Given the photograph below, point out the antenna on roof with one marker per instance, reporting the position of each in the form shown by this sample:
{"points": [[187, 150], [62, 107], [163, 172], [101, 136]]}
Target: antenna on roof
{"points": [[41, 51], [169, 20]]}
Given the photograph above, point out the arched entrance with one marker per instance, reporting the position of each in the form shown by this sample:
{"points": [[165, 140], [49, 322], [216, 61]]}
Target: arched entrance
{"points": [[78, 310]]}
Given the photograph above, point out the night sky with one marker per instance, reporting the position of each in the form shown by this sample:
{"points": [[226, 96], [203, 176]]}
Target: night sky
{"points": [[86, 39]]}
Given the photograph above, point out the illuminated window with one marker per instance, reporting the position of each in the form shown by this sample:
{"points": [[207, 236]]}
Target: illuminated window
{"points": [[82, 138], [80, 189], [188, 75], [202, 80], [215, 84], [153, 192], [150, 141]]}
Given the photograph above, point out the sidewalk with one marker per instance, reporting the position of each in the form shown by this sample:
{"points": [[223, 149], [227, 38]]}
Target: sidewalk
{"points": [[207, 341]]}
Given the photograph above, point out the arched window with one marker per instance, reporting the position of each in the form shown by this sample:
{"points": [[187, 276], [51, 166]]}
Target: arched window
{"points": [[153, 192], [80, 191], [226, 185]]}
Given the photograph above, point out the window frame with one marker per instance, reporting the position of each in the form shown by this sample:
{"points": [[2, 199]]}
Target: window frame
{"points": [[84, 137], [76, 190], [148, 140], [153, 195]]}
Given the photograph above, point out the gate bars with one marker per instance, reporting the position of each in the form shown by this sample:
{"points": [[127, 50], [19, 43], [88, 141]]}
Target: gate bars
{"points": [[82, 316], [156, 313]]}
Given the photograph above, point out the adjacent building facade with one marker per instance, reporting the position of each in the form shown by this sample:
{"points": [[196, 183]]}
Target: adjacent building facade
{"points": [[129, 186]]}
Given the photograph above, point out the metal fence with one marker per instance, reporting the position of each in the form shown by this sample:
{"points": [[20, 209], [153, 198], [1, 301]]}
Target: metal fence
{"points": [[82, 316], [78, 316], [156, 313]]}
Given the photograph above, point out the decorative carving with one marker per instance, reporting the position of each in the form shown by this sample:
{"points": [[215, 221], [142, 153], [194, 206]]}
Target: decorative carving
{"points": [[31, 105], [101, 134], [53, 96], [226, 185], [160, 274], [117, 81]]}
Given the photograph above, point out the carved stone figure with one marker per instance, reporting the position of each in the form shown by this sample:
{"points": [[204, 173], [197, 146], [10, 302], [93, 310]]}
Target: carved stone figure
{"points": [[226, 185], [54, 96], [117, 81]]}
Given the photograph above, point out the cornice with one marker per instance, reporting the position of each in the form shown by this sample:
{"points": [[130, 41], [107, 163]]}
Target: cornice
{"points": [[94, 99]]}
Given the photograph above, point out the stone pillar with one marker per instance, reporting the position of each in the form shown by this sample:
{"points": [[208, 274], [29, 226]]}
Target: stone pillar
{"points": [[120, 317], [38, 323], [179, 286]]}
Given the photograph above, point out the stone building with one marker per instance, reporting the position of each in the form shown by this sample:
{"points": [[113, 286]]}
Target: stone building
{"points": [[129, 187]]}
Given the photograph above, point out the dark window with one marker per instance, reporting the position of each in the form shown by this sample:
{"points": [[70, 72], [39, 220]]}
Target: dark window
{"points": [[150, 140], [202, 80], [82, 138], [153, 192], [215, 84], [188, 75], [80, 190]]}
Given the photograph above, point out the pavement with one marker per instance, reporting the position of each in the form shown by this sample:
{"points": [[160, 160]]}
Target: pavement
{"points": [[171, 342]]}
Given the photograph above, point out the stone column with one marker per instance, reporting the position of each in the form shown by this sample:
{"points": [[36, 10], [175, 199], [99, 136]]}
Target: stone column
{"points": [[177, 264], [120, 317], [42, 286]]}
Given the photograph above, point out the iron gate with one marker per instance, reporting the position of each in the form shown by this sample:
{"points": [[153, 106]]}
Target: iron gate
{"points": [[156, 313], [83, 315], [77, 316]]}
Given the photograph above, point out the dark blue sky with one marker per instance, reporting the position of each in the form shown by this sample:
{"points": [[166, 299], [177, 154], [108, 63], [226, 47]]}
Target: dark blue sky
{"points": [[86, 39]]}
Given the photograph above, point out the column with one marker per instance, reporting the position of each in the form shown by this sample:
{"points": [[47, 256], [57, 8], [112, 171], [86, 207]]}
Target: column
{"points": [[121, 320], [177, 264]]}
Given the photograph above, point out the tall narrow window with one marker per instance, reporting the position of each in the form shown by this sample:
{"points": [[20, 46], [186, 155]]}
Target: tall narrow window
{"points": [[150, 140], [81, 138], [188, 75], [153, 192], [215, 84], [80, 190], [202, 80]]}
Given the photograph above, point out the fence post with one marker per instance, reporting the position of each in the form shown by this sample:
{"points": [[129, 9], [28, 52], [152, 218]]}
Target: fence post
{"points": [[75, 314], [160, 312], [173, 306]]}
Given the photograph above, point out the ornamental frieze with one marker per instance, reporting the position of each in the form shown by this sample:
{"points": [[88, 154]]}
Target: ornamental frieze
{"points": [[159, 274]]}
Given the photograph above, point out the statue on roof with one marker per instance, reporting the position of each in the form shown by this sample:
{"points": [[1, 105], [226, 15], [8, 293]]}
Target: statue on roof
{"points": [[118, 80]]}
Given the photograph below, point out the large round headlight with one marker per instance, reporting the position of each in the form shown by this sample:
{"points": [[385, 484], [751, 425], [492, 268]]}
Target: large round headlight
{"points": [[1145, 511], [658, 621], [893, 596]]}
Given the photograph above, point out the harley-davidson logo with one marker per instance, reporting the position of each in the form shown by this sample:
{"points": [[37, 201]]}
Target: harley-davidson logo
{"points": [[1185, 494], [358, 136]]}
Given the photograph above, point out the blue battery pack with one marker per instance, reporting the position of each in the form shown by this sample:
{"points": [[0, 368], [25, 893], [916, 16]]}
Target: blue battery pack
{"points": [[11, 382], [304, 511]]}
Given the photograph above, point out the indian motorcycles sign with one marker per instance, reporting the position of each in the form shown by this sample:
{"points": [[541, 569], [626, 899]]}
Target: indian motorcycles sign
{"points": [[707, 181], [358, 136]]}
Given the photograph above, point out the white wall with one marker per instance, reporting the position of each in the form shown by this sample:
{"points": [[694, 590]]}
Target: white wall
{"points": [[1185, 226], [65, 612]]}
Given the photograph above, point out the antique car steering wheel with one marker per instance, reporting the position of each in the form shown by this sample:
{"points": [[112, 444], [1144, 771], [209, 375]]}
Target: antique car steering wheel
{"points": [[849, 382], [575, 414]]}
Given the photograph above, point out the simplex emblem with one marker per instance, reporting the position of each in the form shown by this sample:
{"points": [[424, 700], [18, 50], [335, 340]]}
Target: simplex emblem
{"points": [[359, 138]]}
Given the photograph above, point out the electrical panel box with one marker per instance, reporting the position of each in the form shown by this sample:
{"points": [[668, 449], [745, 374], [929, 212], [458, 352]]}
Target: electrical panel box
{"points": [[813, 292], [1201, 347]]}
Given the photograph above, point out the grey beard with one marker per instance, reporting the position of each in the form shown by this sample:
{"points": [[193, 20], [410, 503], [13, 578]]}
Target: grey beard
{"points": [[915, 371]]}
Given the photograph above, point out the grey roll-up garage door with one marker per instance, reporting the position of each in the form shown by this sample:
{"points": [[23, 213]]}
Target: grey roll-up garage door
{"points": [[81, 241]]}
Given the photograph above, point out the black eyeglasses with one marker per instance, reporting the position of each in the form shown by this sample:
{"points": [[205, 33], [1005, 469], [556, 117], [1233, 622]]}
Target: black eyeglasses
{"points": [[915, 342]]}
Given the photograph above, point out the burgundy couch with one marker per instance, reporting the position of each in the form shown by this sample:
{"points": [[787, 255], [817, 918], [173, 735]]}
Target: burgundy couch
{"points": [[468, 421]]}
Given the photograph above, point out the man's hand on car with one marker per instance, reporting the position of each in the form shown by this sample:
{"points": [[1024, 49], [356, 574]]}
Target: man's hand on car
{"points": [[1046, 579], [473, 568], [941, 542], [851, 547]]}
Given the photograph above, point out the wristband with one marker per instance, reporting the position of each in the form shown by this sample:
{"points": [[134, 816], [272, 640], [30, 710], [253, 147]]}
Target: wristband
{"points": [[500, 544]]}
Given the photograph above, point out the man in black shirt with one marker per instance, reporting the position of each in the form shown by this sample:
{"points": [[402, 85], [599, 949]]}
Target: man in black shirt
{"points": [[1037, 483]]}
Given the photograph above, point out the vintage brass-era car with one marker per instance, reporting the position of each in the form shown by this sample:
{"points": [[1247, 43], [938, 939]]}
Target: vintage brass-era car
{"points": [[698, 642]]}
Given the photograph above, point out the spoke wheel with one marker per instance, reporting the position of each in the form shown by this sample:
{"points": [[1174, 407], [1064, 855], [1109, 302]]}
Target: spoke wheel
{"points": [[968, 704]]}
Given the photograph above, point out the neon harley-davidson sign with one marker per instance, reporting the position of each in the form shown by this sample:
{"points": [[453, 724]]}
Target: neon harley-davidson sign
____
Exercise details :: Copy out exactly the lines between the line with "Given the photograph above, point out the grey roll-up" and the last line of the entries, counting both of those lines.

The response ::
Given the photograph above, point out the grey roll-up garage door with one marker per instance, reporting the position of each in the form shown by this sample:
{"points": [[23, 213]]}
Target: grey roll-up garage door
{"points": [[81, 241]]}
Given the photograph above, point out the black eyeglasses with one marker per instance, reporting the position of each in the form shown by this sample:
{"points": [[205, 33], [1005, 469], [556, 117], [1233, 622]]}
Target: black eyeglasses
{"points": [[915, 342]]}
Given the photograph above, point out the burgundy couch with one marker per instance, reporting the position of each in the form shown by this sample:
{"points": [[787, 255], [817, 918], [173, 735]]}
Target: burgundy couch
{"points": [[468, 421]]}
Given the photograph above, point out the man's hand on car with one marker per instance, reporting the position of each in the form shown by this sample:
{"points": [[1024, 49], [356, 574]]}
Target: man's hand on car
{"points": [[1046, 579], [473, 568], [941, 542], [851, 547]]}
Given the photograph above, point out the wristband with one marker per instance, reporting the position of each in the form shown by this sample:
{"points": [[134, 816], [272, 640], [30, 710], [253, 147]]}
Target: wristband
{"points": [[500, 544]]}
Given the photograph above, point out the man in black shirt with one marker per instance, reporting the position of each in the form shown by this sample:
{"points": [[402, 85], [599, 949]]}
Target: man in black shirt
{"points": [[1037, 483]]}
Given the photograph above, point out the vintage brass-era car with one marker per instance, reporting the position of each in the form shown by this sample:
{"points": [[1247, 43], [938, 939]]}
Target: vintage brass-era car
{"points": [[698, 642]]}
Given the photograph above, point out the spoke wheel with one marker per instance, reporting the position of each in the form shown by this sample:
{"points": [[1174, 407], [1064, 855], [1109, 302]]}
Target: spoke wheel
{"points": [[968, 704]]}
Given the photograph above, point out the neon harley-davidson sign with one marker per instance, reporting the position of each in the form shown by this sample:
{"points": [[453, 724]]}
Target: neon harley-davidson sign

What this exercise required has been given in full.